» Stated task:
Lay out the lines of the items below as a JSON list of strings, one string per line, starting at the top and going on through the line with "[[[66,18],[66,8],[57,2],[46,2],[41,7],[40,16],[64,20]]]", with blank lines skipped. Leave the pictures out of your answer.

[Information supplied start]

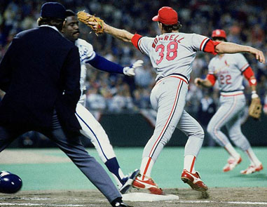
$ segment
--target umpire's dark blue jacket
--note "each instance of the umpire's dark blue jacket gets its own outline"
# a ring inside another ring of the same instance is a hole
[[[0,125],[81,128],[75,109],[81,91],[78,48],[56,29],[40,27],[13,39],[0,63]]]

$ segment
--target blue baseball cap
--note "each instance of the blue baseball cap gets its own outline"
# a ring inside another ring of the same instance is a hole
[[[66,18],[66,8],[57,2],[46,2],[41,7],[40,16],[64,20]]]

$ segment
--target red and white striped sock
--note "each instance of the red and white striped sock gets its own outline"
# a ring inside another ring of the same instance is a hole
[[[193,155],[186,155],[184,160],[184,169],[191,173],[195,173],[196,156]]]
[[[261,161],[259,160],[256,154],[254,153],[252,147],[247,149],[245,152],[249,157],[251,165],[256,166],[259,166],[259,165],[261,165]]]
[[[151,157],[144,157],[142,159],[140,174],[142,180],[148,180],[145,176],[150,177],[154,161]]]

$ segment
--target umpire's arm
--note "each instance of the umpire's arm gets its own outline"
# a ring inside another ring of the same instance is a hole
[[[15,43],[16,39],[13,39],[0,62],[0,89],[4,92],[6,92],[8,89],[11,82],[12,62],[15,61],[15,55],[13,52]]]
[[[63,99],[75,110],[81,95],[81,65],[78,48],[74,46],[68,53],[63,68]]]

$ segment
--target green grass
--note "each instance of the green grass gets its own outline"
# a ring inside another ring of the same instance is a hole
[[[255,154],[262,161],[263,171],[252,175],[244,175],[240,171],[246,168],[249,161],[247,156],[238,151],[242,162],[233,171],[223,173],[222,168],[228,154],[221,147],[203,147],[196,160],[195,168],[201,179],[210,187],[267,187],[267,147],[254,147]],[[13,149],[15,150],[15,149]],[[25,149],[32,150],[34,149]],[[104,168],[96,150],[88,149]],[[141,163],[143,147],[114,148],[121,167],[127,174]],[[64,156],[60,149],[41,150],[42,154]],[[162,188],[182,188],[187,185],[181,180],[184,166],[184,147],[166,147],[163,149],[152,170],[151,177]],[[1,164],[1,171],[9,171],[18,174],[22,179],[22,190],[45,189],[95,189],[78,168],[72,163],[38,163],[38,164]]]

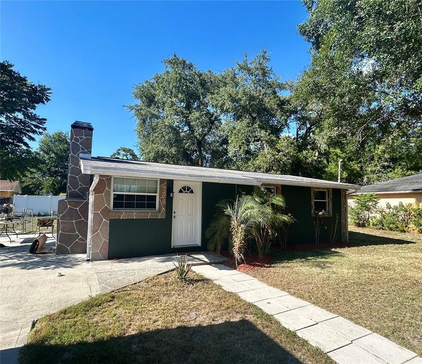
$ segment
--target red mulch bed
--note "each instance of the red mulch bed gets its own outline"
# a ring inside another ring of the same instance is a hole
[[[306,244],[295,244],[294,245],[288,245],[286,248],[280,248],[274,246],[272,249],[276,250],[285,251],[286,250],[312,250],[314,249],[321,249],[331,248],[345,248],[351,246],[350,243],[320,243],[318,245],[315,245],[314,243],[309,243]]]
[[[236,263],[235,261],[235,258],[229,252],[224,250],[220,252],[220,254],[226,257],[226,258],[228,258],[228,260],[226,261],[226,265],[231,268],[236,267]],[[262,259],[258,259],[258,252],[254,251],[251,252],[245,256],[245,260],[246,262],[246,264],[244,263],[238,265],[238,270],[247,272],[254,269],[267,267],[269,266],[270,262],[271,262],[272,259],[272,257],[269,254],[264,255]]]
[[[272,249],[274,250],[278,250],[279,251],[286,251],[289,250],[312,250],[314,249],[322,248],[344,248],[347,246],[350,246],[351,244],[349,243],[320,243],[318,245],[316,246],[314,243],[309,243],[306,244],[297,244],[295,245],[288,245],[286,248],[280,248],[279,247],[273,247]],[[229,266],[231,268],[236,267],[236,263],[235,261],[235,258],[233,257],[232,254],[230,252],[227,250],[223,250],[220,252],[220,254],[226,258],[228,258],[228,260],[225,262],[225,265]],[[272,256],[269,254],[264,255],[262,259],[259,259],[258,258],[258,252],[255,251],[250,252],[248,253],[245,256],[245,260],[246,263],[240,264],[238,266],[238,270],[242,271],[247,272],[253,269],[259,269],[260,268],[265,268],[269,266],[270,263],[272,260]]]

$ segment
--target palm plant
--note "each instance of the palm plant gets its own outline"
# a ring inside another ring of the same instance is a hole
[[[238,263],[245,262],[248,240],[253,236],[254,230],[267,210],[252,196],[246,195],[238,196],[231,203],[220,201],[217,207],[220,213],[205,233],[209,239],[208,246],[221,249],[221,241],[228,239],[237,266]]]
[[[281,195],[261,189],[254,194],[253,197],[265,209],[265,213],[259,219],[259,224],[253,230],[260,259],[268,253],[273,239],[281,236],[286,231],[286,226],[289,226],[295,219],[291,215],[282,213],[286,202]]]

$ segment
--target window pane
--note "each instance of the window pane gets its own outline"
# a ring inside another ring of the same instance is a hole
[[[120,201],[113,201],[113,208],[123,208],[123,203]]]
[[[326,200],[327,192],[326,191],[316,190],[313,193],[314,200]]]
[[[124,195],[124,201],[125,202],[135,202],[135,195]]]
[[[324,211],[327,212],[327,203],[325,201],[314,201],[314,210],[315,212],[320,212]]]
[[[115,177],[113,179],[113,191],[116,192],[124,192],[124,178]]]
[[[155,202],[147,203],[147,208],[149,210],[155,210],[156,208],[156,206],[155,205]]]
[[[156,179],[147,180],[147,192],[148,193],[157,193],[157,181]]]
[[[124,201],[124,195],[121,195],[120,194],[114,194],[113,195],[113,201]]]
[[[155,197],[155,196],[153,196]],[[145,195],[136,195],[136,202],[145,202],[147,200],[147,196]]]
[[[136,180],[135,178],[126,178],[125,180],[125,192],[136,192]]]
[[[113,208],[121,210],[156,210],[157,196],[113,194]]]
[[[275,187],[264,187],[264,191],[269,192],[270,193],[275,194]]]

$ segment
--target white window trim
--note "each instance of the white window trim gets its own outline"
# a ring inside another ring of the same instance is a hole
[[[117,191],[113,191],[113,186],[114,186],[114,178],[133,178],[134,179],[152,179],[153,180],[157,181],[157,193],[152,194],[152,193],[147,193],[146,192],[143,193],[143,192],[118,192]],[[147,195],[147,196],[155,196],[157,197],[157,203],[156,203],[156,207],[154,209],[150,209],[150,210],[144,210],[144,209],[134,209],[133,210],[128,210],[127,209],[115,209],[114,206],[113,204],[113,196],[114,194],[117,194],[119,195]],[[111,177],[111,193],[110,194],[110,206],[111,208],[110,209],[110,211],[119,211],[119,212],[157,212],[159,210],[160,208],[160,199],[159,198],[159,195],[160,194],[160,179],[158,178],[139,178],[138,177],[127,177],[126,176],[112,176]]]
[[[315,193],[317,191],[322,191],[323,192],[325,192],[325,200],[317,200],[316,198],[315,198]],[[325,205],[326,206],[327,211],[324,211],[323,213],[324,213],[324,214],[329,213],[329,211],[328,210],[330,210],[330,206],[329,206],[329,205],[328,205],[328,200],[329,200],[328,193],[329,193],[329,192],[328,192],[328,191],[327,190],[317,190],[316,189],[314,189],[314,190],[313,190],[313,196],[314,196],[314,197],[313,197],[313,206],[314,206],[314,209],[315,209],[315,201],[317,201],[318,202],[325,202]]]

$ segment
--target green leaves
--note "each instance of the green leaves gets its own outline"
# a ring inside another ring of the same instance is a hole
[[[14,179],[31,165],[29,141],[45,131],[46,119],[35,112],[37,106],[50,100],[51,89],[35,84],[13,69],[14,65],[0,63],[0,154],[2,178]]]
[[[212,164],[221,116],[211,100],[219,77],[176,55],[164,63],[163,73],[135,87],[138,103],[127,107],[138,119],[140,154],[157,162]]]
[[[21,177],[24,193],[59,195],[66,192],[69,143],[68,133],[63,131],[42,135],[32,166]]]
[[[299,29],[312,44],[312,59],[294,88],[294,118],[299,140],[322,158],[321,176],[333,178],[338,154],[345,156],[347,181],[420,170],[420,4],[318,0],[305,5],[309,16]]]

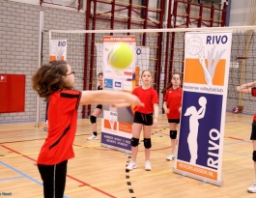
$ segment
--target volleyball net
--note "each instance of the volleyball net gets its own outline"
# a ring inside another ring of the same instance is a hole
[[[232,32],[232,46],[229,66],[227,111],[240,106],[251,106],[255,99],[249,95],[241,95],[236,87],[251,82],[256,75],[256,58],[254,57],[255,26],[213,27],[213,28],[174,28],[174,29],[130,29],[130,30],[49,30],[43,33],[43,63],[49,61],[49,53],[62,58],[63,49],[56,45],[67,43],[65,59],[75,71],[75,89],[96,90],[97,73],[102,71],[104,37],[135,37],[135,66],[140,71],[150,70],[153,73],[153,87],[159,93],[171,81],[173,72],[184,74],[185,35],[186,32]],[[212,41],[217,48],[219,38]],[[55,44],[54,44],[55,43]],[[200,43],[194,41],[192,47]],[[196,49],[195,49],[196,50]],[[210,52],[206,52],[210,53]],[[208,63],[206,62],[206,66]],[[136,73],[136,83],[139,82]],[[248,102],[248,105],[245,105]],[[161,107],[161,102],[159,102]],[[42,118],[44,117],[43,105]],[[89,116],[90,107],[81,110],[82,117]],[[250,112],[248,112],[250,113]]]

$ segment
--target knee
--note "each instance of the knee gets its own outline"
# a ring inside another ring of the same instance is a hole
[[[252,153],[252,160],[256,162],[256,151]]]
[[[177,138],[177,130],[170,130],[170,138],[171,139]]]
[[[144,138],[144,147],[146,149],[150,149],[152,147],[152,145],[151,145],[151,138]]]
[[[91,115],[91,116],[90,116],[90,121],[91,121],[91,124],[96,123],[96,121],[97,121],[97,117]]]
[[[131,145],[131,147],[137,147],[139,145],[139,139],[135,138],[135,137],[132,137],[130,139],[130,145]]]

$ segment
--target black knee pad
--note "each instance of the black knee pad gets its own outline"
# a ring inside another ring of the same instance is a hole
[[[138,145],[139,145],[139,139],[137,139],[137,138],[135,138],[135,137],[132,137],[132,138],[130,139],[130,145],[131,145],[131,147],[136,147],[136,146],[138,146]]]
[[[177,130],[170,130],[170,138],[171,139],[177,138]]]
[[[144,138],[144,147],[146,149],[150,149],[151,148],[151,138]]]
[[[91,124],[96,123],[96,121],[97,121],[97,117],[95,117],[95,116],[90,116],[90,121],[91,121]]]
[[[256,162],[256,151],[253,151],[252,153],[252,160]]]

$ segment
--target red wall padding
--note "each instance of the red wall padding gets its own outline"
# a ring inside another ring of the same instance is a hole
[[[0,113],[25,111],[25,80],[22,74],[0,73]]]

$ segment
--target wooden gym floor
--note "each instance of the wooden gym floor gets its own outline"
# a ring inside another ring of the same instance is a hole
[[[249,140],[252,115],[227,113],[222,180],[223,186],[205,184],[172,171],[169,128],[165,115],[154,128],[152,171],[144,170],[144,148],[139,146],[138,168],[127,172],[129,155],[88,141],[91,126],[79,120],[73,148],[75,157],[69,160],[65,197],[69,198],[228,198],[255,197],[246,191],[254,179]],[[100,119],[98,119],[100,131]],[[34,123],[0,125],[0,196],[43,197],[43,185],[36,160],[46,132]]]

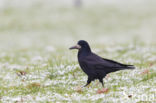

[Information supplied end]

» Full solution:
[
  "$ segment",
  "--target umpire's dark blue jacket",
  "--note \"each instance of the umpire's dark blue jacket gets its own outline\"",
  "# a ring inside another ring of the same instance is a hole",
  "[[[0,125],[81,128],[75,109],[81,91],[78,48],[56,29],[40,27],[13,39],[0,63]]]",
  "$ segment",
  "--target blue baseball cap",
  "--note \"each instance of the blue baseball cap gets its own outline\"",
  "# a ring inside another ring of the same instance is a hole",
  "[[[66,18],[66,8],[57,2],[46,2],[41,7],[40,16],[64,20]]]"
]